Given problem 1> In the flying-car article, how many aborts does Terrafugia estimate the limited hover time will allow before a horizontal landing is required?
Given problem 2> Retype everything in the flying-car article from "Your point that" down to "engine power alone.", word for word.

Page text>
━━━━━━━━━━━━━━━━━━━━━━━━━━━━━━

That's a fair point: there are battery technologies which theoretically might offer a considerably lighter battery pack with the necessary power - though there aren't that many which would leave much of a margin for airframe, motors, rotors etc. Whatever Terrafugia are eyeing, they'll have to make it road-crashworthy as Tesla did. And the fact remains that the Tesla packs, optimised for endurance as they are, are already pretty marginal on the length of hover time they could deliver. Switching emphasis to power rather than energy would in all likelihood cut this time even further.

Terrafugia did more or less admit this last, saying:

Your point that there will be a limited hover time is correct. We estimate the time will be sufficient for two or three aborts before a horizontal landing would be required.

Which is fair enough again: if the computer autopilot couldn't get the TF-X down before the battery approached exhaustion, it could always revert to aeroplane flight and head off for a runway, where it could make a rolling landing under engine power alone.

Still though, when you reflect that enough ordinary light-aircraft engines to provide the required hover horsepower would only weigh 1400lb-odd, you have to wonder just why the enthusiasm for batteries among PAV inventors these days. To be sure, electric thrust would be quieter and less prone to breakdown than normal engines, and the need to put heavy weights at the wing tips is reduced: these are good things for flying cars.

The fact is, however, that those light-aircraft engines have always been there and yet there are very few operational tiltrotors in the world, and those there are belong to exotic branches of the US military with special requirements (namely the Marines and the Special Ops command), not commercial organisations or wealthy individuals. They aren't powered by piston engines either; they need the improved power-to-weight offered by gas turbines. So it would seem that tiltrotors are just not simple to make, and the chance of genuinely making battery-powered ones (which can fold and unfold rotors in midflight, too) is pretty slim.

━━━━━━━━━━━━━━━━━━━━━━━━━━━━━━

Data provided>
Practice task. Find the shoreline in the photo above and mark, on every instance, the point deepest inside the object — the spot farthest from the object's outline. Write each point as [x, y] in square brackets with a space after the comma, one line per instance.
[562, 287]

━━━━━━━━━━━━━━━━━━━━━━━━━━━━━━

Solution 1> Two or three aborts.

Solution 2>
Your point that there will be a limited hover time is correct. We estimate the time will be sufficient for two or three aborts before a horizontal landing would be required.

Which is fair enough again: if the computer autopilot couldn't get the TF-X down before the battery approached exhaustion, it could always revert to aeroplane flight and head off for a runway, where it could make a rolling landing under engine power alone.